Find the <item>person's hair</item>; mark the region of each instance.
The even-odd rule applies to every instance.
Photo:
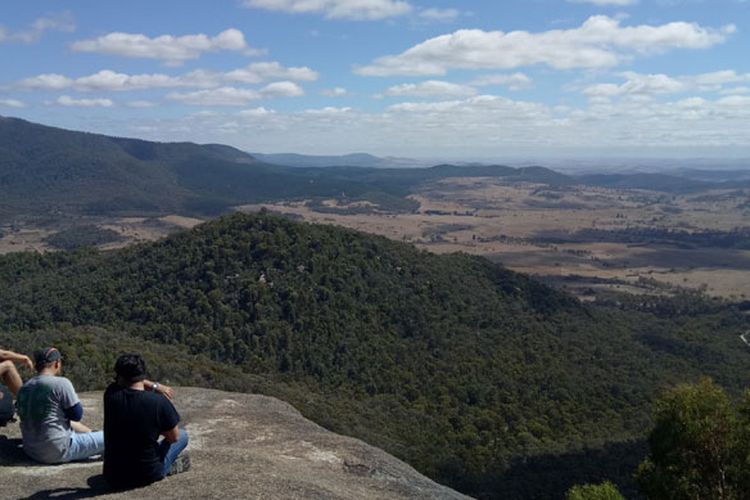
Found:
[[[60,351],[54,347],[45,347],[34,353],[34,368],[36,368],[37,372],[41,372],[61,359],[62,355],[60,354]]]
[[[146,362],[138,354],[123,354],[115,362],[115,375],[120,384],[132,384],[146,378]]]

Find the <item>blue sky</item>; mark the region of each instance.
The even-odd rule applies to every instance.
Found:
[[[247,151],[750,156],[748,0],[0,6],[0,115]]]

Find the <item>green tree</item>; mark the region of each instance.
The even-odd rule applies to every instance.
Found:
[[[656,402],[654,421],[651,451],[637,472],[648,498],[743,498],[738,458],[747,456],[746,441],[721,387],[703,379],[667,391]]]
[[[609,481],[601,484],[576,485],[565,494],[565,500],[625,500],[617,486]]]

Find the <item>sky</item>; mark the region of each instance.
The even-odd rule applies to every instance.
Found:
[[[750,0],[3,0],[0,115],[262,153],[750,157]]]

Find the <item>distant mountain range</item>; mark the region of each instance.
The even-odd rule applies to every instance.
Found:
[[[266,163],[290,167],[365,167],[365,168],[413,168],[429,167],[427,160],[414,158],[381,158],[367,153],[351,153],[338,156],[301,155],[296,153],[250,153],[254,158]]]
[[[411,162],[361,153],[252,155],[219,144],[108,137],[0,117],[0,221],[66,214],[211,216],[244,203],[331,197],[409,211],[416,206],[406,197],[418,186],[448,177],[670,193],[750,186],[747,175],[729,172],[571,176],[540,166],[405,166]]]

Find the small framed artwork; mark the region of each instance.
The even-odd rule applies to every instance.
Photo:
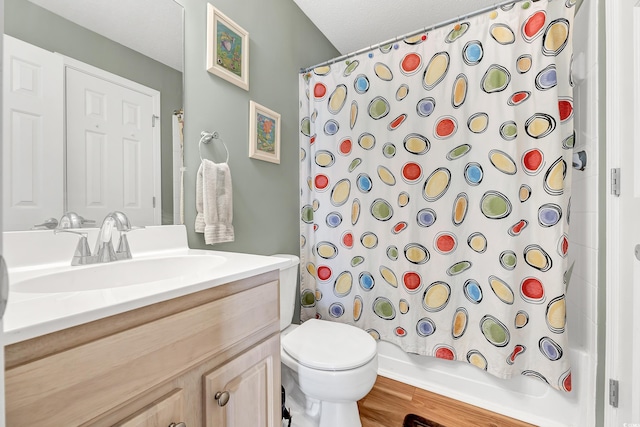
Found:
[[[207,3],[207,71],[249,90],[249,33]]]
[[[280,163],[280,114],[249,102],[249,157]]]

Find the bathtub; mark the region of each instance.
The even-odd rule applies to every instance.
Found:
[[[571,393],[534,378],[504,380],[465,363],[407,354],[384,341],[378,342],[378,374],[538,426],[593,426],[595,397],[588,390],[595,390],[595,370],[586,352],[569,354]]]

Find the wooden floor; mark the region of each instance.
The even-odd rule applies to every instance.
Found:
[[[373,390],[358,402],[362,427],[402,427],[407,414],[446,427],[532,427],[435,393],[378,377]]]

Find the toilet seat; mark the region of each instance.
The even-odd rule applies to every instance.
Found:
[[[310,319],[282,338],[282,348],[299,364],[324,371],[345,371],[370,362],[376,341],[354,326]]]

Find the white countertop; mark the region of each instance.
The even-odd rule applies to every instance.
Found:
[[[97,230],[92,231],[95,233]],[[129,286],[72,292],[18,292],[16,288],[19,289],[24,280],[92,267],[70,266],[77,236],[53,235],[52,231],[5,232],[4,253],[10,281],[9,304],[4,315],[5,345],[278,270],[290,263],[285,258],[189,249],[183,226],[148,227],[128,236],[134,261],[197,255],[211,257],[212,267],[204,272],[189,272],[184,278]],[[127,262],[130,261],[115,263]],[[96,274],[100,274],[99,270]]]

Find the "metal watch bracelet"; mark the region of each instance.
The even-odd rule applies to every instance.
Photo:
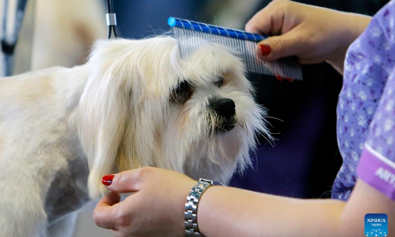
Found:
[[[191,190],[191,192],[187,197],[185,210],[184,212],[186,237],[204,237],[204,236],[200,234],[198,227],[197,217],[198,205],[200,197],[206,189],[211,185],[217,185],[217,184],[223,185],[211,180],[200,179],[196,185],[194,186]]]

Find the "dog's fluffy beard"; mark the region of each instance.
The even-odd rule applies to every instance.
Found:
[[[228,183],[256,133],[270,137],[242,64],[218,45],[181,60],[170,37],[100,41],[88,64],[79,130],[92,198],[103,175],[144,166]]]

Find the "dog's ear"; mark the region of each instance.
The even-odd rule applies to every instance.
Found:
[[[89,196],[106,192],[102,177],[116,171],[115,164],[125,130],[131,91],[119,48],[131,40],[96,43],[88,63],[90,72],[78,108],[79,135],[89,166]]]

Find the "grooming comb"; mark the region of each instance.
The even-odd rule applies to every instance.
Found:
[[[267,36],[172,17],[167,20],[167,24],[173,28],[181,58],[187,58],[204,44],[216,43],[228,48],[240,58],[248,72],[302,79],[302,69],[295,57],[271,61],[257,57],[257,43]]]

........

## REQUIRED WORK:
Lay out every line of the records above as a Markdown table with the columns "Row" and "Record Line", numbering the rows in order and skipping blank lines. Leave the pictures out of the table.

## IN RESPONSE:
| Row | Record Line |
|---|---|
| 1 | Find the <item>person's hair</item>; mark the region of each instance. |
| 2 | The even-odd rule applies to every instance. |
| 3 | Photo: |
| 4 | Found: |
| 5 | [[[60,351],[54,347],[45,347],[34,353],[34,368],[36,368],[37,372],[41,372],[61,359],[62,355],[60,354]]] |
| 6 | [[[146,362],[138,354],[123,354],[115,362],[115,375],[120,384],[132,384],[146,378]]] |
| 7 | Find the <item>blue sky</item>; mark the region of each instance. |
| 8 | The even-odd rule applies to every instance. |
| 9 | Found: |
| 10 | [[[247,151],[750,156],[748,0],[0,6],[0,115]]] |
| 11 | Find the <item>green tree</item>; mark the region of each instance. |
| 12 | The even-odd rule applies to every instance. |
| 13 | Found: |
| 14 | [[[656,402],[654,421],[651,451],[637,472],[648,498],[743,498],[738,458],[747,456],[746,441],[721,387],[703,379],[667,391]]] |
| 15 | [[[609,481],[601,484],[576,485],[565,494],[565,500],[625,500],[617,486]]] |
| 16 | Find the <item>sky</item>; mark the region of each instance. |
| 17 | The even-odd rule applies to every instance. |
| 18 | Found: |
| 19 | [[[750,0],[3,0],[0,115],[262,153],[750,157]]] |
| 20 | Find the <item>distant mountain range</item>; mark the region of each instance. |
| 21 | The even-odd rule applies to every instance. |
| 22 | Found: |
| 23 | [[[266,163],[290,167],[365,167],[365,168],[413,168],[429,167],[427,160],[414,158],[381,158],[367,153],[351,153],[338,156],[301,155],[296,153],[250,153],[254,158]]] |
| 24 | [[[411,162],[361,153],[252,155],[219,144],[108,137],[0,117],[0,221],[66,214],[211,216],[244,203],[331,197],[409,211],[416,206],[406,197],[418,186],[448,177],[670,193],[750,186],[747,175],[729,172],[571,176],[540,166],[405,166]]] |
| 25 | Find the small framed artwork; mark the region of each instance. |
| 26 | The even-odd rule applies to every instance. |
| 27 | Photo: |
| 28 | Found: |
| 29 | [[[207,3],[207,71],[249,90],[249,33]]] |
| 30 | [[[280,163],[280,114],[249,102],[249,157]]] |
| 31 | Find the bathtub; mark the region of each instance. |
| 32 | The even-odd rule applies to every instance. |
| 33 | Found: |
| 34 | [[[571,393],[534,378],[504,380],[465,363],[407,354],[384,341],[378,342],[378,374],[538,426],[593,426],[595,397],[588,390],[595,390],[595,370],[586,352],[569,354]]] |
| 35 | Find the wooden floor; mark the region of each instance. |
| 36 | The even-odd rule applies to every instance. |
| 37 | Found: |
| 38 | [[[373,390],[358,402],[362,427],[402,427],[407,414],[446,427],[532,427],[435,393],[378,377]]] |
| 39 | Find the toilet seat; mark the region of each instance. |
| 40 | The even-odd rule applies to every instance. |
| 41 | Found: |
| 42 | [[[310,319],[282,338],[282,348],[299,364],[324,371],[345,371],[370,362],[376,341],[354,326]]] |
| 43 | Find the white countertop; mark the region of each instance. |
| 44 | The even-odd rule applies to every instance. |
| 45 | Found: |
| 46 | [[[97,230],[92,231],[95,233]],[[129,286],[72,292],[18,292],[16,288],[19,289],[24,280],[92,267],[70,266],[77,236],[53,235],[52,231],[5,232],[4,253],[10,281],[9,304],[4,315],[5,345],[278,270],[290,263],[285,258],[189,249],[183,226],[148,227],[128,236],[134,261],[197,255],[211,257],[212,267],[204,272],[189,272],[184,278]],[[127,262],[130,261],[115,263]],[[96,274],[100,274],[99,270]]] |
| 47 | Find the "metal watch bracelet"; mark the region of each instance. |
| 48 | The even-odd rule applies to every instance. |
| 49 | Photo: |
| 50 | Found: |
| 51 | [[[191,190],[191,192],[187,197],[185,210],[184,212],[186,237],[204,237],[204,236],[200,234],[198,227],[197,217],[198,205],[200,197],[206,189],[211,185],[217,185],[217,184],[223,185],[211,180],[200,179],[196,185],[194,186]]] |
| 52 | Find the "dog's fluffy beard"; mark the region of each instance. |
| 53 | The even-odd rule applies to every instance. |
| 54 | Found: |
| 55 | [[[228,183],[256,133],[270,137],[242,64],[218,45],[181,60],[170,37],[100,41],[88,64],[79,130],[92,198],[103,175],[144,166]]] |
| 56 | Find the "dog's ear"; mark the region of each instance. |
| 57 | The even-odd rule applies to every instance. |
| 58 | Found: |
| 59 | [[[89,196],[106,192],[102,177],[116,171],[115,164],[125,130],[131,91],[119,48],[131,40],[96,43],[88,63],[90,72],[78,108],[79,135],[89,166]]] |
| 60 | Find the "grooming comb"; mark the region of each instance. |
| 61 | The even-odd rule applies to every instance. |
| 62 | Found: |
| 63 | [[[267,36],[172,17],[167,20],[167,24],[173,28],[181,58],[187,58],[204,44],[216,43],[228,48],[240,58],[248,72],[302,79],[302,69],[295,57],[271,61],[257,57],[257,43]]] |